EXERCISE DESCRIPTION: Write out each of the following lines verbatim, preserving every character, space, and line break.

RECORDS PROVIDED:
[start]

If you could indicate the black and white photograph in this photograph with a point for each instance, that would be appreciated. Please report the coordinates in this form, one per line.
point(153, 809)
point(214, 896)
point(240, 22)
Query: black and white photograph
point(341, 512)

[end]

COMPLETE OUTPUT:
If you could indicate the black and white photograph in this photograph with a point for each instance, that would be appreciated. Please report the coordinates in this form, one per line.
point(153, 809)
point(214, 896)
point(240, 22)
Query: black and white photograph
point(341, 512)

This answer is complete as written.